(Photo object pointing records)

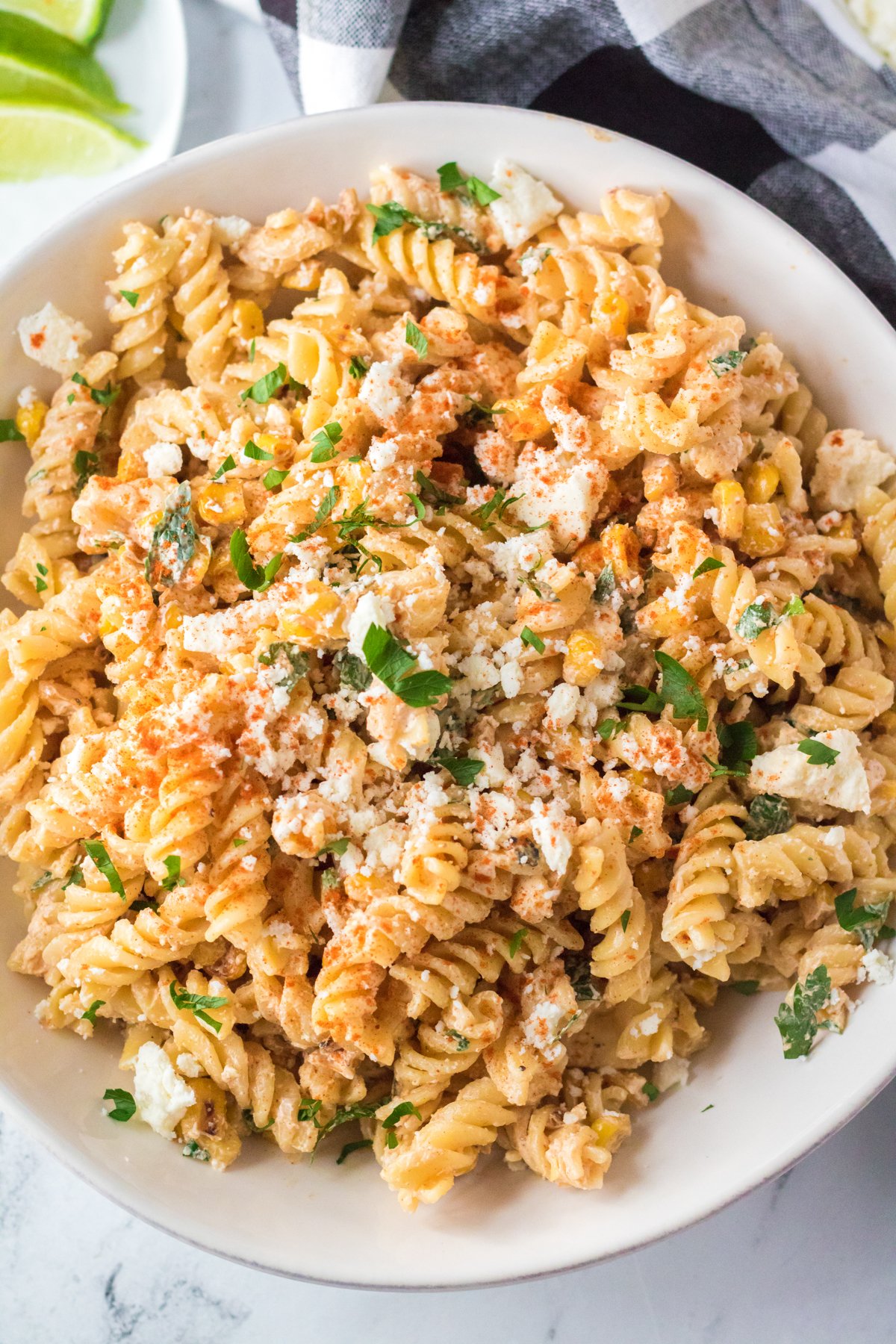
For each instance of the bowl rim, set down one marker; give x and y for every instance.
(66, 1151)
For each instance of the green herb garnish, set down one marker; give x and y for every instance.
(267, 388)
(196, 1004)
(100, 855)
(797, 1021)
(462, 769)
(250, 574)
(391, 665)
(415, 339)
(324, 443)
(817, 753)
(125, 1105)
(453, 181)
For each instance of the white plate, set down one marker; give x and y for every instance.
(340, 1223)
(144, 52)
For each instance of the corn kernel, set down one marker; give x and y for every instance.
(30, 421)
(220, 502)
(621, 550)
(761, 482)
(660, 477)
(845, 529)
(131, 467)
(524, 418)
(352, 480)
(763, 531)
(729, 503)
(247, 319)
(606, 1128)
(615, 309)
(269, 443)
(583, 659)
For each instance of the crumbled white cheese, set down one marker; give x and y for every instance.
(188, 1066)
(373, 609)
(228, 230)
(788, 771)
(551, 833)
(54, 339)
(877, 967)
(848, 465)
(385, 390)
(561, 706)
(163, 460)
(671, 1073)
(161, 1095)
(524, 205)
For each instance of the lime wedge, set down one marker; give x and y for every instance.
(40, 63)
(82, 20)
(45, 139)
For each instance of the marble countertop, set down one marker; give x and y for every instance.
(809, 1257)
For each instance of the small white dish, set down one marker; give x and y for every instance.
(340, 1225)
(144, 52)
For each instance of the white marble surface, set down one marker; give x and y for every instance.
(812, 1257)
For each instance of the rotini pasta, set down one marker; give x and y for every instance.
(358, 792)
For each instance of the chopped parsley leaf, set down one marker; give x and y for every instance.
(516, 942)
(195, 1151)
(324, 511)
(797, 1021)
(433, 494)
(531, 638)
(172, 868)
(100, 855)
(462, 769)
(726, 363)
(608, 729)
(605, 585)
(391, 665)
(125, 1105)
(274, 477)
(709, 566)
(817, 753)
(85, 465)
(415, 339)
(867, 921)
(324, 443)
(265, 388)
(250, 574)
(196, 1004)
(173, 541)
(227, 465)
(255, 453)
(335, 847)
(453, 181)
(10, 432)
(292, 659)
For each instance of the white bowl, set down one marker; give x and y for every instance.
(340, 1223)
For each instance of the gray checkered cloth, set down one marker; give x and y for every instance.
(783, 99)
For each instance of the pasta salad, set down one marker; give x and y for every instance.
(453, 656)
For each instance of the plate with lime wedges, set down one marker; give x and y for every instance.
(90, 93)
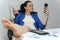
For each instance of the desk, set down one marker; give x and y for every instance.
(54, 35)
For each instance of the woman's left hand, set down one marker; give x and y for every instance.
(46, 11)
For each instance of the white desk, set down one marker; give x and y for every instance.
(54, 35)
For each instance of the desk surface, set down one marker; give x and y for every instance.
(54, 35)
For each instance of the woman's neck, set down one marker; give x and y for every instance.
(27, 13)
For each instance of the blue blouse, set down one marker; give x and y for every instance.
(38, 24)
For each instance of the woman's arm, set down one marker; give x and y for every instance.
(46, 15)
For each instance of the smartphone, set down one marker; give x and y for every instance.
(45, 6)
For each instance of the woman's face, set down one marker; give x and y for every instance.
(29, 7)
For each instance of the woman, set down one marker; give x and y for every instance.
(27, 19)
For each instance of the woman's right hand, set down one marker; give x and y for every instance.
(15, 12)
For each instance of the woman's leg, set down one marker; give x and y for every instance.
(16, 29)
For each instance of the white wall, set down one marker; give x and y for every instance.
(54, 12)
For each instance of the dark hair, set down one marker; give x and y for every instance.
(22, 9)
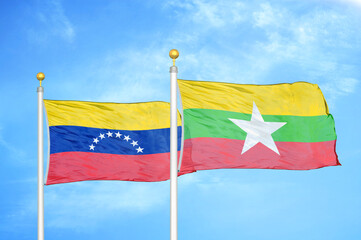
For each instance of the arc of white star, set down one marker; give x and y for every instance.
(134, 143)
(139, 149)
(258, 131)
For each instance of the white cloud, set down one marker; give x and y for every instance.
(210, 13)
(52, 22)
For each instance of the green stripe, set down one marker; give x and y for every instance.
(215, 123)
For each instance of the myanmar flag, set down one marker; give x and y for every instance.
(281, 126)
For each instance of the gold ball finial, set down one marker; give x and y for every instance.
(173, 54)
(40, 76)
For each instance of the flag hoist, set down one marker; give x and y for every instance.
(173, 147)
(40, 76)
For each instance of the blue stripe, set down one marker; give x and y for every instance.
(80, 139)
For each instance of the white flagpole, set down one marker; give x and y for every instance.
(40, 76)
(173, 148)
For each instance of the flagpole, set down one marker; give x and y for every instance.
(40, 76)
(173, 148)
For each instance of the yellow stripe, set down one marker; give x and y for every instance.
(297, 99)
(122, 116)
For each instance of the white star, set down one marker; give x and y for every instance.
(258, 130)
(139, 149)
(134, 143)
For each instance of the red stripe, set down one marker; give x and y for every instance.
(81, 166)
(215, 153)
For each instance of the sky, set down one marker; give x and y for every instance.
(117, 51)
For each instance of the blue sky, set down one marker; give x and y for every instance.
(118, 51)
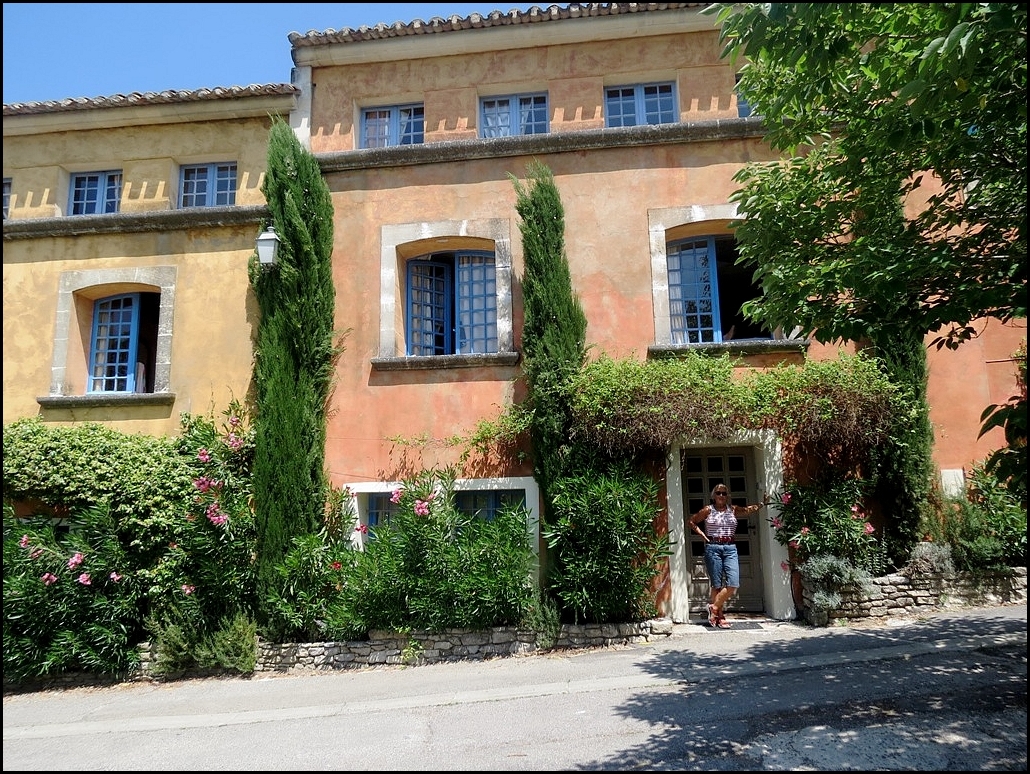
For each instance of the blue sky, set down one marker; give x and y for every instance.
(61, 51)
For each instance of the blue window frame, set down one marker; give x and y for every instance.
(707, 289)
(380, 510)
(486, 504)
(95, 193)
(400, 125)
(452, 304)
(507, 116)
(207, 184)
(636, 105)
(123, 352)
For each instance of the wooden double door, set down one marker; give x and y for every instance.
(700, 471)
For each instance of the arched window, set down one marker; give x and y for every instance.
(452, 304)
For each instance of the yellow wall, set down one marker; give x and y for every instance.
(213, 316)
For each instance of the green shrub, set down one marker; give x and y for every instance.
(433, 567)
(606, 547)
(70, 597)
(308, 605)
(827, 518)
(827, 576)
(544, 617)
(986, 529)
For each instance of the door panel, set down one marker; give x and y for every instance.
(701, 470)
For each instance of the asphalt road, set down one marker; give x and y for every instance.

▶ **Your objective**: Write out every entry again word for word, without any of the pictures.

▶ **Task answer**:
For each instance of the bowl rim, set down one marker; give x and y for every instance.
(66, 1151)
For each instance of the green herb garnish, set down one marker; give x and y for every instance.
(267, 388)
(196, 1004)
(100, 855)
(797, 1021)
(462, 769)
(250, 574)
(391, 665)
(415, 339)
(324, 443)
(817, 753)
(125, 1105)
(453, 181)
For each instance of the white plate, set down one marker; give x and y for every instance.
(340, 1223)
(144, 52)
For each instance of the corn kernel, set down one marker; give x and y for every instance.
(30, 421)
(220, 502)
(621, 550)
(761, 482)
(660, 477)
(845, 529)
(131, 467)
(524, 418)
(352, 480)
(763, 531)
(729, 503)
(247, 319)
(606, 1128)
(615, 309)
(269, 443)
(583, 659)
For each instance of the crumbled white cheese, set down one marker; give x and y for every instance.
(188, 1066)
(373, 609)
(228, 230)
(788, 771)
(551, 833)
(54, 339)
(877, 967)
(848, 465)
(385, 390)
(561, 706)
(163, 460)
(671, 1073)
(161, 1095)
(524, 205)
For each instance of the lime wedge, set down one marker; give x and y for every instance.
(40, 63)
(82, 20)
(45, 139)
For each instance of the marble countertop, set down one marker; give x and y for every instance.
(809, 1257)
For each instance of the small white dish, set down one marker; give x and y for every instance.
(340, 1225)
(144, 52)
For each instance of the white marble surface, set down one marker; give x and y for every instance.
(812, 1257)
For each instance of the rotini pasta, set down one marker; give x and y for every instance.
(358, 792)
For each instance of the chopped parsley leaf, set down one marker; give x and y for every instance.
(516, 942)
(195, 1151)
(324, 511)
(797, 1021)
(433, 494)
(531, 638)
(172, 868)
(100, 855)
(462, 769)
(726, 363)
(608, 729)
(605, 585)
(391, 665)
(125, 1105)
(274, 477)
(709, 566)
(817, 753)
(85, 465)
(415, 339)
(867, 921)
(324, 443)
(265, 388)
(250, 574)
(196, 1004)
(173, 541)
(227, 465)
(255, 453)
(335, 847)
(453, 181)
(10, 432)
(292, 659)
For each instance of the white bowl, set down one marker; give x and y for every instance.
(340, 1223)
For each instance of the gray checkered cloth, set down one marker; give x and y for every instance.
(783, 99)
For each instance of the pasta salad, set down one marker; give x and y for every instance.
(453, 656)
For each instance of the plate with lime wedges, set down one marker; give x and y for every instance.
(90, 93)
For each instance of the desk, set down one marker; give x and y for every instance.
(54, 35)
For each instance of the woman's left hand, set down one marker; give x and y for every instance.
(46, 11)
For each instance of the white desk, set down one marker; give x and y for every instance.
(54, 35)
For each instance of the desk surface, set down one marker; give x and y for every instance.
(54, 35)
For each instance of the woman's neck, set down one marker; give x and y for every instance.
(27, 13)
For each instance of the blue blouse, set down one marker; give x and y for every instance.
(38, 24)
For each instance of the woman's arm, set down one marker; give x and y for every instance.
(46, 15)
For each instance of the smartphone, set down one marker; give x and y for every instance.
(45, 6)
For each instance of the woman's face, set down one marker; give x and y for every instance.
(29, 7)
For each instance of the woman, set down one marker; give x and y for every instance.
(27, 19)
For each instance of the woman's right hand, set down one marker; give x and y for every instance.
(15, 12)
For each instance of the woman's leg, set down one marker; give x and y for every instance.
(16, 29)
For each instance of the white wall, set down one marker; give x and y for every instance.
(54, 12)
For each instance of the dark hair, set down one marker; give x and y for every instance.
(22, 9)
For each instance of the arc of white star, set down one marker; give x and y for every instance.
(134, 143)
(139, 149)
(258, 131)
For each instance of the white cloud, set down one marker; give x and y for every instance.
(210, 13)
(52, 22)
For each instance of the green stripe, set down one marker; give x and y for every instance.
(215, 123)
For each instance of the myanmar flag, set down one marker; give x and y for every instance.
(281, 126)
For each instance of the gold ball finial, set down one marker; give x and y for every instance.
(173, 54)
(40, 76)
For each instance of the flag hoist, set down one marker; give x and y for every instance.
(173, 147)
(40, 76)
For each instance of the blue stripe, set down one marker; give x and y for every instance.
(80, 139)
For each instance of the white flagpole, set down one marker; give x and y for every instance.
(40, 76)
(173, 148)
For each instance of the flagpole, set down one marker; give x and y for every instance.
(40, 76)
(173, 148)
For each instance of the yellow stripe, set down one marker; give x and y for every instance.
(297, 99)
(122, 116)
For each instance of the white star, set down one marker; give x and y for every instance.
(258, 130)
(139, 149)
(134, 143)
For each instance of the red stripe, set down one marker; give x and y for every instance.
(81, 166)
(215, 153)
For each instance of the sky, set down one marker; give x and y for every instance.
(117, 51)
For each instance of the blue sky, set down one marker; give x and y for every instance.
(118, 51)
For each instance of the blue sky, set down one marker; give x and y for every instance.
(61, 51)
For each instance of the blue window frame, set down one marker; give x and y for every instance.
(707, 289)
(380, 510)
(486, 504)
(95, 193)
(400, 125)
(452, 304)
(507, 116)
(207, 184)
(636, 105)
(123, 352)
For each instance of the wooden double door, set down one marker; give x and y for every instance.
(700, 471)
For each instance of the arched window, set down one marker; give x and y for every instance.
(452, 304)
For each instance of the yellow wall, set down one marker; give x and y for every instance.
(213, 316)
For each instance of the green shrub, set down one marker; give x and y for every instance.
(433, 567)
(606, 547)
(70, 597)
(308, 605)
(827, 518)
(827, 576)
(544, 617)
(986, 529)
For each instance of the door panel, set down one marker; give x and y for every instance.
(701, 470)
For each instance of the asphalt road, set down one marker; give x and y for every instance.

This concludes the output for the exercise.